What is being asked: Transcribe the listing word for word.

Provided records:
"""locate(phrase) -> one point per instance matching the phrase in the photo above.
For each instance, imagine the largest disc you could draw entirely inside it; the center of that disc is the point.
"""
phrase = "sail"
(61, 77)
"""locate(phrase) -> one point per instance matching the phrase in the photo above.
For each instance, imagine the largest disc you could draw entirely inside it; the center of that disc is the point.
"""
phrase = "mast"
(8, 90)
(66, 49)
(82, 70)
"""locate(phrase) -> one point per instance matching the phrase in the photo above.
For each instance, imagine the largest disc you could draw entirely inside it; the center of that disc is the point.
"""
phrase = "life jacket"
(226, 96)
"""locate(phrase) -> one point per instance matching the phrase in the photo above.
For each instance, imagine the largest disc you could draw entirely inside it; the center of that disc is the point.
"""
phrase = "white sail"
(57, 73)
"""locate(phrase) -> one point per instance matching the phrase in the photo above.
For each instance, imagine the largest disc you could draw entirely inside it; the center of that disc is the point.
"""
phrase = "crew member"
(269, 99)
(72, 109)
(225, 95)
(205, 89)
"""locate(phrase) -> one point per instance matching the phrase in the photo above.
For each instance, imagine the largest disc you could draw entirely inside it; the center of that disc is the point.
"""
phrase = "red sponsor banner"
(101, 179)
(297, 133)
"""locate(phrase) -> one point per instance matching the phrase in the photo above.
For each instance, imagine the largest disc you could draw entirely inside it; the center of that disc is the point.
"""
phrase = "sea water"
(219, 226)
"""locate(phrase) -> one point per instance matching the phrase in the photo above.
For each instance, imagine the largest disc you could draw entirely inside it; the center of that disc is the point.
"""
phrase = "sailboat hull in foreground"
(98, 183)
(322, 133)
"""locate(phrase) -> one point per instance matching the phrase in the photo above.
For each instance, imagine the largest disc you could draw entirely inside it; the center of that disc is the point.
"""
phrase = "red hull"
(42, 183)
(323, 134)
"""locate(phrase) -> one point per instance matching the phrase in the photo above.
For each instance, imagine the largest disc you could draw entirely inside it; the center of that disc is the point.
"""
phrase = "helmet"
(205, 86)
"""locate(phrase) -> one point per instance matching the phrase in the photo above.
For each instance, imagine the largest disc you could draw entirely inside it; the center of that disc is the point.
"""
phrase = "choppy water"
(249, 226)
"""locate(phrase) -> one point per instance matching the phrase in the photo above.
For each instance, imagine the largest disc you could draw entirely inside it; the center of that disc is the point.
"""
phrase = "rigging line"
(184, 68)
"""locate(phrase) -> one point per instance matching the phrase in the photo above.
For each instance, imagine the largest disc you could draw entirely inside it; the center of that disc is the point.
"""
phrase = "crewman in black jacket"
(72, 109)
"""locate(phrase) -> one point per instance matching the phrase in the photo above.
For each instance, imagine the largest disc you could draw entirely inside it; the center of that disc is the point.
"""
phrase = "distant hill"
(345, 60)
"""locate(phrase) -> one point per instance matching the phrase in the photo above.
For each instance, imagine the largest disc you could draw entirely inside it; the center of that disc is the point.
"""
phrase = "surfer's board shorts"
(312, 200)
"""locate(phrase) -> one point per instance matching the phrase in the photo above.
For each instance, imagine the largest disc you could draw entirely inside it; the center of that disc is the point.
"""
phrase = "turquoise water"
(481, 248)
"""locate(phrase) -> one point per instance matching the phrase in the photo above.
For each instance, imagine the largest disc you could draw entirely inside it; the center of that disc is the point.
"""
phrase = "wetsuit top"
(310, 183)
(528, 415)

Exercise result:
"""locate(phrase) -> one point per instance matching the phrase in the photo above.
For each instance, imagine the largest disc you could draw entirely inside it; the center of that disc is the point.
"""
phrase = "sail"
(61, 77)
"""locate(phrase) -> one point per instance matching the phrase in the photo above.
For each instance, imagine the largest disc you could draw entirely inside it; the center of that disc is the point.
"""
phrase = "mast"
(8, 90)
(66, 49)
(82, 70)
"""locate(phrase) -> one point per instance matching the phrase in the photo above.
For each instance, imagine the largest disc you could draw entirely inside it; the center of that disc is the point.
"""
phrase = "life jacket"
(226, 96)
"""locate(phrase) -> one point per instance matching the phrase in the photo above.
For each instance, imagine the largest disc you could draw entirely inside it; the center of that disc is the point.
"""
phrase = "white sail"
(57, 73)
"""locate(phrase) -> one point per instance matching the phrase in the photo above.
For each instance, imagine the largest disc you could draw entirely inside it; the center of that disc is the point.
"""
phrase = "crew member"
(269, 99)
(72, 109)
(225, 95)
(205, 89)
"""locate(phrase) -> one point per instance matching the phrase in the photo above.
For each instance, imagine the largest disc you could draw entirely inside it; the center of that disc is the point.
"""
phrase = "red sponsor banner"
(101, 179)
(297, 133)
"""locate(phrase) -> one point per instance matching the phrase in the photo above.
For each instance, imagine the largest disc you could draw entirely inside it; the center of that disc is the point.
"""
phrase = "sea water"
(219, 226)
"""locate(phrase) -> one point per instance matching the phrase in the photo above.
For each instance, imagine the largest disc you could draw entirely inside it; the center of that disc is the point.
"""
phrase = "sailboat hull in foreground"
(98, 183)
(322, 133)
"""locate(phrase) -> one point per instance matching the phrase in the photo above.
For each instance, imagine the largest disc you could draw entirely inside it; the center of that disc is the point.
"""
phrase = "red hull"
(42, 183)
(323, 134)
"""locate(phrase) -> one point per instance matching the phrase in the photo above.
For each instance, imagine the largest disc you could draw entirely inside it; the center of that disc is the point.
"""
phrase = "helmet"
(205, 86)
"""locate(phrase) -> one point per instance matching the phrase in the photo above.
For each instance, imagine the largest disc you could draw entirely inside it; the center of that disc is the point.
"""
phrase = "choppy water"
(249, 226)
"""locate(phrase) -> one point per instance matching the phrase in the photo above.
For each instance, imagine the largest disc you could draw entirely inside it; the center of that disc is the point.
"""
phrase = "rigging line"
(184, 68)
"""locate(phrase) -> one point per instance matching the phrase in the photo above.
For each instance, imagine the largest disc you could draw entirely inside it; the center of that disc is the point.
"""
phrase = "crewman in black jacket"
(72, 109)
"""locate(phrase) -> one point per instance matching the phrase in the photo above.
For each instance, imagine the largest disc you could draw entirely inside it; the center of that disc is the point.
"""
phrase = "distant hill"
(345, 60)
"""locate(phrase) -> one point per instance matching the phrase in the photo above.
For each instance, imagine the largest disc you could draw entirely inside it; the center of that disc is the point.
"""
phrase = "surfer's board shorts"
(312, 200)
"""locate(phrase) -> one point per instance matching the phrase in the photo above.
For each instance, imagine the largest disc you could draw entirely inside it; the center of that disc is the point.
"""
phrase = "turquoise water"
(481, 248)
"""locate(phrase) -> one point per instance matching the phrase in the photo above.
For each instance, imagine the largest disc you could draw entirely inside it; the center of that disc is the point.
"""
phrase = "wetsuit top"
(310, 183)
(528, 415)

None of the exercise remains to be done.